Text passage:
I have my apache setup to create a log for google and slurp by the user agent. The google log is 64k with the slurp log is 4k.
There's some very weird things I noticed from the yahoo slurp.
It tried to access these files:
- -> /clic30de.htm
- -> /rezepten.htm
- -> /HTML-reference/sitelinks.htm
- -> /solvic8b/summary/modifications.htm
- -> /classics/cyn/Handbook.htm
- -> /bluemeanies/fave.htm
- -> /human-investigation/reply/farrsite.htm
- -> /fback.htm
None of these files are on my site. All my site is php based and even if I do use html I use the full extention instead of htm. None of it really makes sense. I used google and yahoo to see if there's any pages linking me with this nonsense. There isn't.
This is weird:
/classics/cyn/Handbook.htm
We used to have the classics section accessible through eliteskills.com/ classics / thenumber . Cyn is a user of the site. Site profiles are accessed through eliteskills.com/ u / username. Handbook.htm seems to be random.

Set of tasks:
1. In the text about Apache crawler logs, what size is the log kept for Google?
2. Continue the text about the odd Yahoo Slurp requests in the Apache logs, starting after its last sentence.

Dataset excerpt:
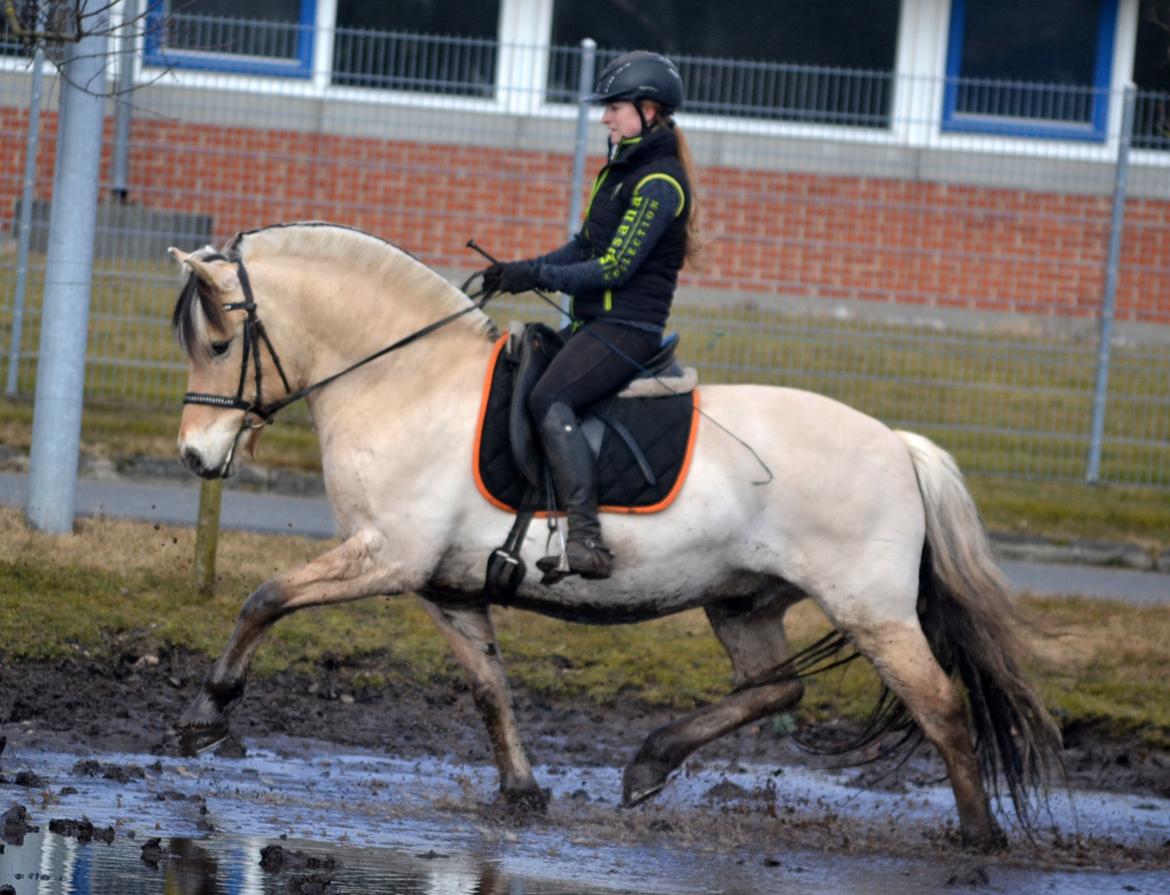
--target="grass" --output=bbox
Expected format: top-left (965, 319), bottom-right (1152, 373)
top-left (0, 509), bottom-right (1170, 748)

Answers for this exercise:
1. 64k

2.
Is it just checking for auto generated content and forwarding based on different keywords? If so then it'd be pretty smart. It spent a lot of time looking at my forwarding urls. Like, if it's a place only accessible by the members you're automatically forwarded to the registration area when trying to access it. When finding these types of urls yahoo kept trying to access them over and over.
I used to have the site setup as u.php?u=username but now it's just /u/username . Same thing for z.php?i=number -> /z/number. Every time google would try to access a file like /z/number it would scan z.php for some reason. Yahoo did this too but to a small lesser degree. It didn't do it so much after adding header("HTTP/1.1 301 Moved Permanently"); , but still, I think everyone should track the access logs. The crawlers might be wasting time crawling nonsense for some reason instead of content-rich files.
Yahoo seems far more linear in the way it accesses the sites. Google seems to have a list of the urls compiled that it builds each crawl unless it hadn't accessed the site before. It's order of crawling seems almost random.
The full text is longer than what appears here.